• _Tarefa proposta 1_
Informe somente o número de linhas que contêm a palavra "elephant".

• _Texto selecionado_

════════════════════

Suponha-se que o sujeito tome conhecimento da prática de um delito (de ação penal pública incondicionada) no exercício de sua função pública e deixe de comunicar o fato à autoridade competente. É partícipe do crime? Não, respondendo por infração autônoma, denominada “omissão de comunicação de crime” (LCP, art. 66, I). E se um particular toma conhecimento de um crime e não o relata à autoridade competente? Responde por contravenção? Não. Qual a razão da diferença? Ocorre que o particular pode denunciar a prática de um crime de ação pública, mas não tem obrigação de fazê-lo. Aquele que exerce função pública, porém, tomando conhecimento em seu exercício da prática de um crime de ação penal pública incondicionada, tem o dever de agir, isto é, tem o dever jurídico (imposto pela norma contravencional) de comunicá-lo à autoridade competente.

            Sendo assim, notamos que a qualidade do indivíduo no tocante a sua profissão tem influência sobre a conseqüência de suas atitudes diante da percepção de um crime. Ter uma função pública ou exercer um papel de garantidor poderá influir na prática de certos ilícitos como a omissão de socorro e omissão de comunicação de crime.

1.2 DIFERENÇA ENTRE PARTICIPAÇÃO NEGATIVA E PARTICIPAÇÃO POR OMISSÃO:

Como vimos, para o estudo deste tema é recorrente a comparação com a prática da participação por omissão. Portanto, se faz mister que diferenciemos estas duas modalidades de participação.

════════════════════

Entradas de anotação de coordenadas
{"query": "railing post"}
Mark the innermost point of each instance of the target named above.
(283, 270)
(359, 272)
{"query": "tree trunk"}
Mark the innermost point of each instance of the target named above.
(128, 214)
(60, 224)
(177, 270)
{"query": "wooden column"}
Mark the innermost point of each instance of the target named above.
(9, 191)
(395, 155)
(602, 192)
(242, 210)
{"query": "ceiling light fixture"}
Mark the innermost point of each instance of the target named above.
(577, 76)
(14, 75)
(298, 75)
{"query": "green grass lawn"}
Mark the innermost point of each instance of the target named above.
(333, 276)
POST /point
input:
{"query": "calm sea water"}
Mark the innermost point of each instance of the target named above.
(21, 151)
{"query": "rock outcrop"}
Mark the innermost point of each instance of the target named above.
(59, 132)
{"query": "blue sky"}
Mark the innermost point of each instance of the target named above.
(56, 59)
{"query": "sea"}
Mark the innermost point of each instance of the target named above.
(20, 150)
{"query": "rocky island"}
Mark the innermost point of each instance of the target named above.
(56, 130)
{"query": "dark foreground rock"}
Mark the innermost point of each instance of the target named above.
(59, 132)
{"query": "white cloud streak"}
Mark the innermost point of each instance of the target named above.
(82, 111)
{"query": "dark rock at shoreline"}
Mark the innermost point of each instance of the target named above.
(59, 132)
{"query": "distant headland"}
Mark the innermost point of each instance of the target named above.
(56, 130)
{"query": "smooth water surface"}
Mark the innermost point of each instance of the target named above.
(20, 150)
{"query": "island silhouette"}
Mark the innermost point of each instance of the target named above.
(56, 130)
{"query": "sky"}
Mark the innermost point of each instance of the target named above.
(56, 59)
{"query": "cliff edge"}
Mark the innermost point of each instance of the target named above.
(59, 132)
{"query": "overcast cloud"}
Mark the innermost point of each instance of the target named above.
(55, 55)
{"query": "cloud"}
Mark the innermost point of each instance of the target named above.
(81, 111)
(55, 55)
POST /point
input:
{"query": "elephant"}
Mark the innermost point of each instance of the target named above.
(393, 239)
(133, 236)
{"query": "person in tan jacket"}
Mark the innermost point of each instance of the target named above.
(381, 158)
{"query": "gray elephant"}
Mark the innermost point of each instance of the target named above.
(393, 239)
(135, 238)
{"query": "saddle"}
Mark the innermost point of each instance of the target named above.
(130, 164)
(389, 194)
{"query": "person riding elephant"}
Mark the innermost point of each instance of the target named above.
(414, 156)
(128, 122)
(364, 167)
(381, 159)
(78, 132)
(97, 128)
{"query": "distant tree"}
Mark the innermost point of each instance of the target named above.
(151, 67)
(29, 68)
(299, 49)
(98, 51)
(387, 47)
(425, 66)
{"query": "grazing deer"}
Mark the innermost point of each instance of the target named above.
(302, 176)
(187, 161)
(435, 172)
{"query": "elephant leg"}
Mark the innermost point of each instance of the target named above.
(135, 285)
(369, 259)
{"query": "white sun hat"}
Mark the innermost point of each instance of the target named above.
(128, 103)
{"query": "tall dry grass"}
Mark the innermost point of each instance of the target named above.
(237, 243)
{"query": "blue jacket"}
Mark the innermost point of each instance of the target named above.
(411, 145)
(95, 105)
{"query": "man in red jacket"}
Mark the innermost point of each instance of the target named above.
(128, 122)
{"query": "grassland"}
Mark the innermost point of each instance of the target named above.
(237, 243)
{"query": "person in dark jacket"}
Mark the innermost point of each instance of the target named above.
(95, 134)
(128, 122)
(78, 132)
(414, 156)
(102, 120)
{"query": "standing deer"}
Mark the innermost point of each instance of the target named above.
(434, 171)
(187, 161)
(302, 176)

════════════════════

• _Tarefa proposta 2_
Retome o texto sobre participação negativa e participação por omissão, prosseguindo a partir da última frase apresentada.

• _Resposta da tarefa 1_
4

• _Resposta da tarefa 2_
Para Damásio de Jesus (1999, p. 342):

“Para que alguém seja partícipe mediante omissão basta que não tenha impedido a prática do crime, infringindo um dever jurídico. Se o omitente possui o dever jurídico de impedir o evento, violando a obrigação, concorre para sua produção, tornando-se partícipe. Mas, para isso, é necessário que concorra o elemento subjetivo da participação, que adira a sua conduta negativa ao comportamento do autor principal. [...] Assim, a participação mediante omissão ocorre quando existe a obrigação de impedir o delito, que o omitente permite ou procede de forma que se realize. Existe nela um não - fazer correlato a uma obrigação de fazer impeditiva do crime, obrigação esta ligada às formas das quais advém o dever jurídico de obstar a prática do fato. Condiciona-se a três requisitos: 1º) nexo de causalidade objetivo entre a omissão do partícipe e o delito cometido pelo autor principal; 2º) dever jurídico de o partícipe opor-se à prática do crime; 3º) vínculo subjetivo.”

A partir deste entendimento do doutrinador Damásio de Jesus, entendemos que haverá participação por omissão sempre que alguém viole um dever de agir, consentindo com a conduta praticada e em nada agindo para impedir.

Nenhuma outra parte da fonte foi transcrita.